**Quoted passage**:
━━━━
//	Bisect3.cc

//	Recursive function
//			Example: Find the point of zero by bisection

//	Version 3: func(x) and epsilon as parameters

#include <iostream.h>
#include <math.h>

double f(const double x)		// declaration and
  { return sin(x) - 0.5*x ; }		//   definition of function f(x)

double g(const double x)		// declaration and
  { return -(x-1.234567)*(x+0.987654) ; }//   definition of function g(x)

					// declaration of Bisect3
double Bisect3(double (* const func)(double), const double a, const double b, 
		const double eps=1e-6);

main()
━━━━
**Data shown**:
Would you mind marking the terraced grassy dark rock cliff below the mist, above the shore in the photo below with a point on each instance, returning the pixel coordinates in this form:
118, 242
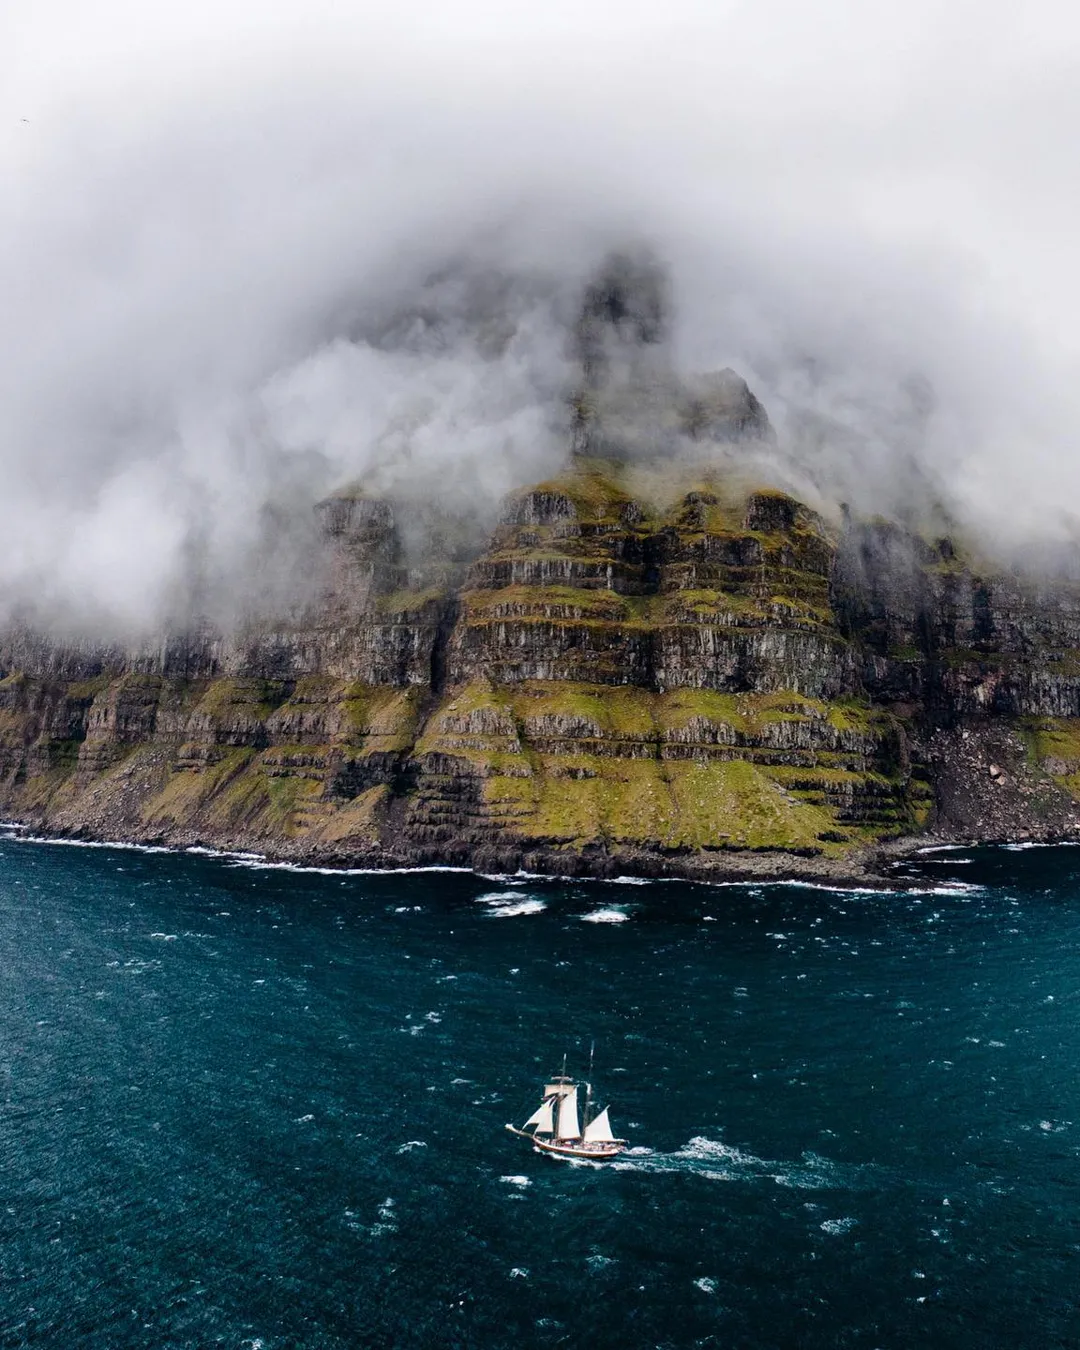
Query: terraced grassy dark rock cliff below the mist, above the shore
━━━━
**Problem 1**: Reproduce the part of the bisection program from "double f(const double" to "of function g(x)" without any changes.
**Problem 2**: Rewrite the block of the bisection program that begins "// declaration of Bisect3" as a short list of its main facts.

**Expected output 1**:
double f(const double x)		// declaration and
  { return sin(x) - 0.5*x ; }		//   definition of function f(x)

double g(const double x)		// declaration and
  { return -(x-1.234567)*(x+0.987654) ; }//   definition of function g(x)

**Expected output 2**:
- It declares the function Bisect3, which returns a double.
- Its first parameter, func, is a constant pointer to a function that takes a double and returns a double.
- It then takes two constant doubles, a and b.
- Its last parameter, eps, is a constant double with a default value of 1e-6.